Bugs in planner's equivalence-class processing
I looked into the problem reported in bug #7604 (Bill MacArthur was kind
enough to send me a reproducer off-list). The error can be demonstrated
by this example in the regression test database:
select f1, unique2, case when unique2 is null then f1 else 0 end
from int4_tbl a left join tenk1 b on f1 = unique2
where (case when unique2 is null then f1 else 0 end) = 0;
If you look at the output of the basic join:
regression=# select f1, unique2, case when unique2 is null then f1 else 0 end
regression-# from int4_tbl a left join tenk1 b on f1 = unique2;
f1 | unique2 | case
-------------+---------+-------------
0 | 0 | 0
123456 | | 123456
-123456 | | -123456
2147483647 | | 2147483647
-2147483647 | | -2147483647
(5 rows)
it's obvious that only the first of these rows passes the added WHERE
condition, so the query should produce just that row; but what you
actually get in 9.2 is all five rows! EXPLAIN gives a clue what's
going wrong:
Nested Loop Left Join (cost=0.00..22.51 rows=1 width=8)
-> Seq Scan on int4_tbl a (cost=0.00..1.05 rows=5 width=4)

========================

__Job 1__
Can you reproduce the rows word for word, from the line with "For the open" through the final line of the rows?

Collection entries:
========================

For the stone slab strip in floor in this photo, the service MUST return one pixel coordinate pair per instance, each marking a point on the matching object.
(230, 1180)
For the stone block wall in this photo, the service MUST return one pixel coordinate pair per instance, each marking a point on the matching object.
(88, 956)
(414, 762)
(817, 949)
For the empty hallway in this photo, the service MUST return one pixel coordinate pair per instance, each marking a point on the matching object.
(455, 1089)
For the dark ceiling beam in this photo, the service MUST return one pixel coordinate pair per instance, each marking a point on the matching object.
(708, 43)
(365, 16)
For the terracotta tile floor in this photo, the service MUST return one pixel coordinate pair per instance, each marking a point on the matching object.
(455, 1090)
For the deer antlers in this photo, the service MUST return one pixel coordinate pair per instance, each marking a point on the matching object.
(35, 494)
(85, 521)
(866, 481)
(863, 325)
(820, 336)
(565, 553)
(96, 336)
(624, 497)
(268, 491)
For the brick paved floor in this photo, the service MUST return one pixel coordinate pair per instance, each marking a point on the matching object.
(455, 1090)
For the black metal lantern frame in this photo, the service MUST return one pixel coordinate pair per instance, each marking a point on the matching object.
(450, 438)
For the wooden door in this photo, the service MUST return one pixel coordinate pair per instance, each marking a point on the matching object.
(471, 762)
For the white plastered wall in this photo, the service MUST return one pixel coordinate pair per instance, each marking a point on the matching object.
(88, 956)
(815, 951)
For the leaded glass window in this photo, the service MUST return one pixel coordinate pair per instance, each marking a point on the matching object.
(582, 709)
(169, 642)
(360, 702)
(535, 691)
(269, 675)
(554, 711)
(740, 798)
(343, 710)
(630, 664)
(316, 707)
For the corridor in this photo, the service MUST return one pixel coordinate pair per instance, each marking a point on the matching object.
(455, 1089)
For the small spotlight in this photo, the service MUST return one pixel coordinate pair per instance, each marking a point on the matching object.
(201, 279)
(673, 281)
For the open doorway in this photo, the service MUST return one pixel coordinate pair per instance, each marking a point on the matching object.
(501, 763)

========================

__Job 2__
Can you write out the planner bug report word for word, from "it's obvious that" to "(cost=0.00..22.51 rows=1 width=8)"?

__Correct answer 1__
For the open doorway in this photo, the service MUST return one pixel coordinate pair per instance, each marking a point on the matching object.
(501, 763)

__Correct answer 2__
it's obvious that only the first of these rows passes the added WHERE
condition, so the query should produce just that row; but what you
actually get in 9.2 is all five rows! EXPLAIN gives a clue what's
going wrong:
Nested Loop Left Join (cost=0.00..22.51 rows=1 width=8)